**What you have to do:**
Reproduce the listing below line for line, with no changes to the wording or figures. Leave out the pictures.

-- start of Supplied records --

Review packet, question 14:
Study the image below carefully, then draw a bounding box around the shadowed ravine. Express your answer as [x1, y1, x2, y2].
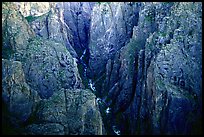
[2, 2, 203, 135]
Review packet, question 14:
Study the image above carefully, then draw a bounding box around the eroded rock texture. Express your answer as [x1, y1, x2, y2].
[2, 2, 202, 135]
[2, 3, 104, 135]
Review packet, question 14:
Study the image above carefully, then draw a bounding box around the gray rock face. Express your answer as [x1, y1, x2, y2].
[2, 2, 35, 59]
[89, 2, 139, 78]
[97, 3, 202, 134]
[23, 5, 77, 58]
[63, 2, 94, 56]
[2, 3, 104, 135]
[22, 38, 82, 98]
[2, 2, 202, 135]
[27, 89, 103, 135]
[2, 59, 40, 132]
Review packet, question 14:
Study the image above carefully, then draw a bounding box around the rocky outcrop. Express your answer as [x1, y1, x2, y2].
[62, 2, 95, 56]
[2, 59, 40, 134]
[89, 2, 140, 81]
[15, 2, 51, 17]
[2, 3, 104, 135]
[2, 2, 35, 60]
[95, 3, 202, 134]
[22, 38, 82, 98]
[26, 89, 102, 135]
[2, 2, 202, 135]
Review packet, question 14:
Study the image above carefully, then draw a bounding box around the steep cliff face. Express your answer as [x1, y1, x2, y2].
[99, 3, 202, 134]
[2, 3, 104, 135]
[89, 2, 139, 79]
[2, 2, 202, 135]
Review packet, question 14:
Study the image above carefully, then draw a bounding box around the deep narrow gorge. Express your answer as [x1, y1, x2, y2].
[2, 2, 203, 135]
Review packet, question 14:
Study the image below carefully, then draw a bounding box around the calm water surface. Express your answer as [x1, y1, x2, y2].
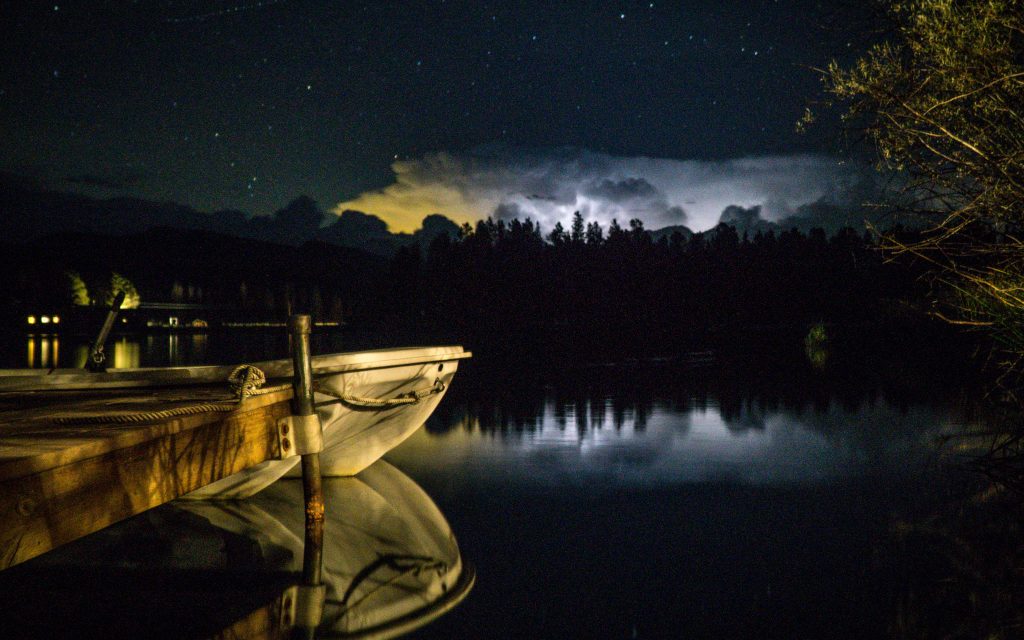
[0, 335, 991, 638]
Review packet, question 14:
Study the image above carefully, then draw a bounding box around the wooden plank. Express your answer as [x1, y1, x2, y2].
[0, 385, 292, 481]
[0, 390, 292, 569]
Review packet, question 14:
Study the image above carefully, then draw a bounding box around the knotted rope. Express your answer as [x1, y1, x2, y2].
[52, 365, 278, 425]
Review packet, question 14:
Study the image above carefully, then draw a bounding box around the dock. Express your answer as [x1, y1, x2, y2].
[0, 315, 324, 570]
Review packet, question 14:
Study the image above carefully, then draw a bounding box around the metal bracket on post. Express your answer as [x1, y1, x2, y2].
[288, 315, 324, 587]
[281, 585, 327, 629]
[278, 414, 324, 460]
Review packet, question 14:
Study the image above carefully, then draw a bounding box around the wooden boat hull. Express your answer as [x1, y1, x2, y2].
[9, 461, 475, 638]
[0, 346, 471, 500]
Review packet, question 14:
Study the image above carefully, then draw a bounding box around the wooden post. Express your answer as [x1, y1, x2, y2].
[289, 315, 324, 586]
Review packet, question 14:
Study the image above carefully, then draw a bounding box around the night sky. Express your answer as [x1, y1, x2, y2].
[0, 0, 861, 230]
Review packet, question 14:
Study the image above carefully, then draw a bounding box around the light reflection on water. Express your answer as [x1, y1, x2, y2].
[18, 333, 209, 369]
[389, 391, 963, 487]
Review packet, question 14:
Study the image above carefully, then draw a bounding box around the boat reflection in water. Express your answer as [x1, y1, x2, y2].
[0, 461, 475, 638]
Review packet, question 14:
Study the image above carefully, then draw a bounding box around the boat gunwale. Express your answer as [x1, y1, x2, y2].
[0, 345, 473, 394]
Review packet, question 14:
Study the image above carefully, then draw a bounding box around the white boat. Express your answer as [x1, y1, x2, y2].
[0, 346, 471, 500]
[9, 461, 475, 639]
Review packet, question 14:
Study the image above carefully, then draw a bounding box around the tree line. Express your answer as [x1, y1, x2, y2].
[384, 213, 924, 351]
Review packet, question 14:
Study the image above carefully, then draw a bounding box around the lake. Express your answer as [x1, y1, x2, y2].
[0, 335, 1007, 638]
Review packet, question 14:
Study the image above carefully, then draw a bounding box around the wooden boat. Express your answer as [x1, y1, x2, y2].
[0, 461, 475, 638]
[0, 346, 471, 500]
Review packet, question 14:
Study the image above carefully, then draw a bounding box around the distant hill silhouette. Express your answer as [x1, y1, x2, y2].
[0, 173, 459, 256]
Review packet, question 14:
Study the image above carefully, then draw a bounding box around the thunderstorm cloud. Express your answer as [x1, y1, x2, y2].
[335, 148, 862, 231]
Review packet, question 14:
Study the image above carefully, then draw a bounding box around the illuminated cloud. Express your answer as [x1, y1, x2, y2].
[334, 147, 860, 231]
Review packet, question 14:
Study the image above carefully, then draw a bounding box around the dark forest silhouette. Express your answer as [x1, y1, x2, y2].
[0, 175, 950, 358]
[385, 214, 924, 353]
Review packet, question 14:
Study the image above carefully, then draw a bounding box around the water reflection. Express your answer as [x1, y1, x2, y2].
[26, 334, 60, 369]
[0, 461, 474, 637]
[390, 372, 965, 487]
[19, 333, 214, 369]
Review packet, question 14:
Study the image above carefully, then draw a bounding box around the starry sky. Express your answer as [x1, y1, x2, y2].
[0, 0, 862, 230]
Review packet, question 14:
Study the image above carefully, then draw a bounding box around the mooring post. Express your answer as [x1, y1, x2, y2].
[289, 315, 324, 586]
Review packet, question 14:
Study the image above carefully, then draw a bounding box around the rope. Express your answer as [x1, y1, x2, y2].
[52, 365, 278, 425]
[315, 378, 445, 409]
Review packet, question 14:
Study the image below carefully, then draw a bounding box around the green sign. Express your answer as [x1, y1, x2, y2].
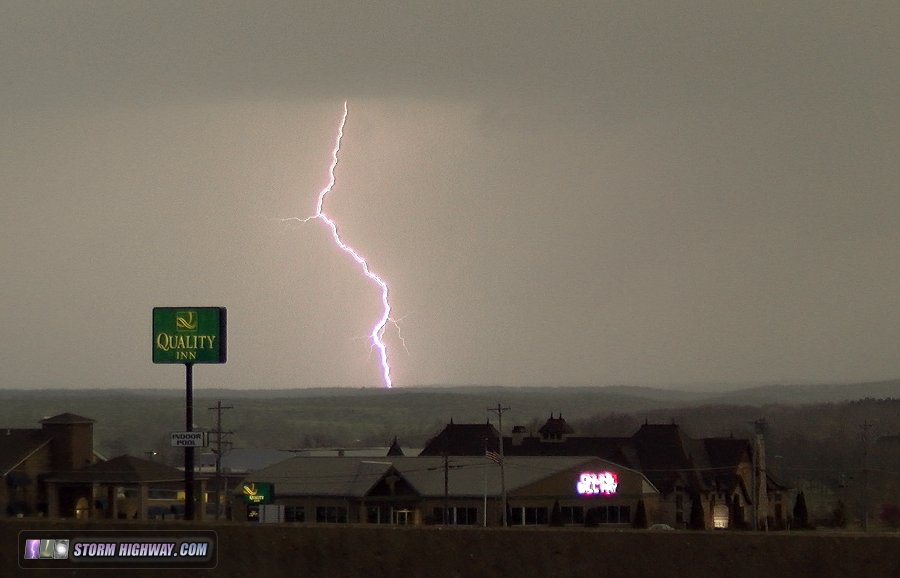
[153, 307, 225, 363]
[241, 482, 275, 504]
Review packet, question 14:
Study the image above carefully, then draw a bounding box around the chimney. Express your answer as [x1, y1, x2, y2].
[512, 425, 527, 446]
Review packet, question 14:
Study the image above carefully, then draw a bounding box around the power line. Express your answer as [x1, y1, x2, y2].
[206, 400, 234, 520]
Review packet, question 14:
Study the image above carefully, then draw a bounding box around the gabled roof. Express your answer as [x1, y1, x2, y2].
[241, 456, 406, 498]
[41, 412, 94, 425]
[46, 455, 184, 484]
[239, 456, 651, 498]
[0, 429, 50, 476]
[419, 421, 500, 456]
[420, 415, 752, 495]
[538, 413, 575, 438]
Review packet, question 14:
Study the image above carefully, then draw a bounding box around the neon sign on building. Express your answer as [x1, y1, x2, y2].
[575, 472, 619, 496]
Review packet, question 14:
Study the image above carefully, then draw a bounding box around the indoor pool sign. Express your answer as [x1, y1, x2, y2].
[153, 307, 225, 363]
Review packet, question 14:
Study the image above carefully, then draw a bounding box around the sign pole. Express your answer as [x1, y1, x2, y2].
[184, 363, 194, 520]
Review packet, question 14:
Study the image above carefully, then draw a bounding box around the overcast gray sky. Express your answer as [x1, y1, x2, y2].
[0, 0, 900, 388]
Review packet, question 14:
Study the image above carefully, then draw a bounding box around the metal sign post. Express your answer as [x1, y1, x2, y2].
[153, 307, 226, 520]
[184, 363, 194, 520]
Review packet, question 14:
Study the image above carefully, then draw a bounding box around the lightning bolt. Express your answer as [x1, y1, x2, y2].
[282, 101, 394, 388]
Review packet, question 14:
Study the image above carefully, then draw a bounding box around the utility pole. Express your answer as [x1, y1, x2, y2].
[206, 400, 234, 520]
[441, 452, 450, 526]
[859, 420, 875, 532]
[487, 403, 509, 528]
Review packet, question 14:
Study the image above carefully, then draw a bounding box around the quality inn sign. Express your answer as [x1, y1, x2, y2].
[153, 307, 225, 363]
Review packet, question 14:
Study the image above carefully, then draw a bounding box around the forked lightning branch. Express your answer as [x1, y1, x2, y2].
[282, 101, 403, 388]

-- end of Supplied records --

**Task response:**
Review packet, question 14:
Study the image below carefully, then draw a bounding box around the shadowed ravine. Express your answer as [x1, y1, x2, y2].
[2, 2, 203, 135]
Review packet, question 14:
Study the image above carefully, then draw a bounding box around the eroded rock texture. Express your answer as [x1, y1, x2, y2].
[2, 2, 202, 135]
[2, 3, 104, 135]
Review packet, question 14:
Study the image above carefully, then draw a bounding box around the gray rock face. Express your answer as [x1, y1, x2, y2].
[2, 2, 35, 59]
[89, 2, 139, 78]
[97, 3, 202, 134]
[23, 5, 77, 58]
[63, 2, 94, 56]
[2, 3, 104, 135]
[22, 38, 82, 98]
[2, 2, 202, 135]
[27, 89, 103, 135]
[2, 59, 40, 132]
Review packet, question 14:
Study the image above carefully, then draw a bounding box around the rocky outcrop. Express your answer as [x1, y1, x2, y2].
[62, 2, 95, 56]
[2, 59, 40, 134]
[89, 2, 140, 81]
[15, 2, 51, 17]
[2, 3, 104, 135]
[2, 2, 35, 60]
[95, 3, 202, 134]
[22, 38, 82, 98]
[26, 89, 102, 135]
[2, 2, 202, 135]
Review packet, question 14:
Study the image above carefully, then draw a bounding box around the steep cliff face. Express your answer as [x1, y1, x2, y2].
[99, 3, 202, 134]
[2, 3, 104, 135]
[89, 2, 139, 79]
[2, 2, 202, 135]
Review packet, question 14:
Study the image above carefully, then draw a bounding box around the deep narrow gorge. Express your answer as [x1, y1, x2, y2].
[2, 2, 203, 135]
Review packet, question 14:
Study the image below carefully, then draw a bounding box around the calm water surface. Express your answer as [x1, y1, x2, y2].
[0, 335, 991, 638]
Review packet, question 14:
Study the image above carefully, then draw a bounding box around the wooden plank. Express your answer as [x1, y1, x2, y2].
[0, 385, 292, 481]
[0, 390, 292, 569]
Review packet, question 14:
Study the image above carefully, then draw a bounding box around the knotted rope. Express your answer as [x1, y1, x2, y2].
[52, 365, 278, 425]
Review packet, question 14:
Study the image above carefully, then draw a bounding box around the dock. Express your answer as [x1, y1, x2, y2].
[0, 315, 324, 570]
Review packet, question 14:
Study the image above carefully, then draw a bounding box around the metal bracket on post. Express your answer as [x1, y1, x2, y2].
[288, 315, 324, 587]
[281, 585, 327, 629]
[278, 414, 324, 460]
Review packet, question 14:
Study the image above carefully, then draw a bounding box around the wooden boat hull. Express your answer as [x1, y1, x2, y2].
[9, 461, 475, 638]
[0, 346, 471, 500]
Review packet, question 14:
Study the image above carefully, then draw a bounding box around the wooden post. Express your answer as [x1, y1, x2, y2].
[289, 315, 324, 586]
Review packet, question 14:
Study the image above carefully, then draw a bounding box around the night sky. Express your answer as [x1, y1, x2, y2].
[0, 0, 861, 230]
Review packet, question 14:
Study the image above carefully, then draw a bounding box around the light reflection on water. Express your answer as [x1, y1, x2, y2].
[18, 333, 209, 369]
[389, 391, 963, 487]
Review packet, question 14:
Study the image above carefully, then draw a bounding box around the boat reflection in water. Express your answer as [x1, y1, x2, y2].
[0, 461, 475, 638]
Review packet, question 14:
Study the image above carefully, then draw a bounding box around the boat gunwale. Express your answer as [x1, y1, x2, y2].
[0, 345, 473, 394]
Review packet, question 14:
Study the image above carefully, then draw a bounding box around the white boat. Express your answer as [x1, y1, x2, y2].
[0, 346, 471, 500]
[9, 461, 475, 639]
Review packet, question 14:
Study the image above carefully, then draw a bounding box around the tree line. Express your answer as [x1, y1, x2, y2].
[384, 213, 924, 351]
Review packet, question 14:
Study the image above carefully, then draw a bounding box around the lake. Express your answer as [x1, y1, x2, y2].
[0, 335, 1007, 638]
Review packet, question 14:
Study the image above carefully, then draw a bounding box around the wooden boat. Express your answer as [x1, y1, x2, y2].
[0, 461, 475, 638]
[0, 346, 471, 500]
Review packet, question 14:
Study the image above carefully, then draw a bounding box around the distant hill silhouette. Express your answer as [x1, y1, x2, y2].
[0, 173, 459, 256]
Review packet, question 14:
Study the image above carefully, then draw a bounding box around the thunderstorm cloud. Express your answer as [x1, y1, x2, y2].
[335, 148, 862, 231]
Review packet, question 14:
Study the image above carefully, then draw a bounding box around the illuminated cloud. Express your answer as [x1, y1, x2, y2].
[334, 147, 860, 231]
Review packet, question 14:
Study the image above carefully, then draw a bounding box around the dark forest silhouette. Express your answer as [x1, y1, x2, y2].
[0, 175, 950, 358]
[385, 214, 924, 353]
Review packet, question 14:
Study the image above carefully, then draw a bounding box around the water reflection. Express your answer as [x1, y1, x2, y2].
[26, 334, 60, 369]
[0, 461, 474, 637]
[390, 372, 965, 487]
[19, 333, 214, 369]
Review packet, question 14:
Study the image above carefully, then draw a bounding box around the starry sky. Express your answer as [x1, y1, x2, y2].
[0, 0, 862, 230]
Review packet, question 14:
Study the image above carefully, then draw a bounding box around the mooring post. Express your answer as [x1, y1, x2, y2].
[289, 315, 324, 586]
Review packet, question 14:
Study the image above carefully, then draw a bounding box around the rope. Express your answer as [x1, y1, x2, y2].
[52, 365, 278, 425]
[315, 378, 445, 409]
Review packet, question 14:
Study the image below carefully, then draw a bounding box around the green sign. Express your answer as [x1, y1, x2, y2].
[153, 307, 225, 363]
[241, 482, 275, 504]
Review packet, question 14:
Study the image above carefully, then draw a bounding box around the chimney. Express your answer as [x1, y1, x2, y2].
[512, 425, 527, 446]
Review packet, question 14:
Study the image above carefully, then draw a bounding box around the power line. Express your answer as [x1, y1, x2, y2].
[206, 400, 234, 520]
Review packet, question 14:
Study the image above carefully, then draw a bounding box around the gabled roof. Express your answer as [x1, y1, x2, y2].
[241, 456, 406, 498]
[41, 412, 94, 425]
[46, 455, 184, 484]
[239, 456, 651, 498]
[0, 429, 50, 476]
[419, 421, 500, 456]
[420, 415, 752, 495]
[538, 413, 575, 438]
Review packet, question 14:
Study the image above carefully, then draw a bounding box around the neon sign on building. Express your answer as [x1, y1, x2, y2].
[575, 472, 619, 496]
Review packet, question 14:
Study the image above carefully, then draw a bounding box around the indoor pool sign. Express your answer as [x1, y1, x2, y2].
[153, 307, 225, 363]
Review packet, question 14:
Study the image above carefully, then draw a bounding box around the sign pole. Express your answer as [x1, y1, x2, y2].
[184, 363, 194, 520]
Review packet, question 14:
Study the image above carefully, then draw a bounding box around the overcast gray sky. Express your answer as [x1, y1, x2, y2].
[0, 0, 900, 388]
Review packet, question 14:
Study the image above carefully, then draw a bounding box around the metal sign post. Express your answer as [x1, y1, x2, y2].
[153, 307, 226, 520]
[184, 363, 194, 520]
Review packet, question 14:
Study the image above carefully, then draw a bounding box around the lightning bolt. Express your answer as [x1, y1, x2, y2].
[282, 101, 394, 388]
Review packet, question 14:
Study the image above carefully, then draw a bounding box around the utility pole. Express your answer as [x1, y1, x2, y2].
[206, 400, 234, 520]
[441, 452, 450, 526]
[859, 420, 875, 532]
[487, 403, 509, 528]
Review packet, question 14:
Study the image above carefully, then draw a bounding box around the quality inn sign. Express your answer as [x1, y1, x2, y2].
[153, 307, 225, 363]
Review packet, question 14:
Study the image above carefully, then draw a bounding box around the forked lightning branch. Express your answer as [x1, y1, x2, y2].
[282, 101, 403, 388]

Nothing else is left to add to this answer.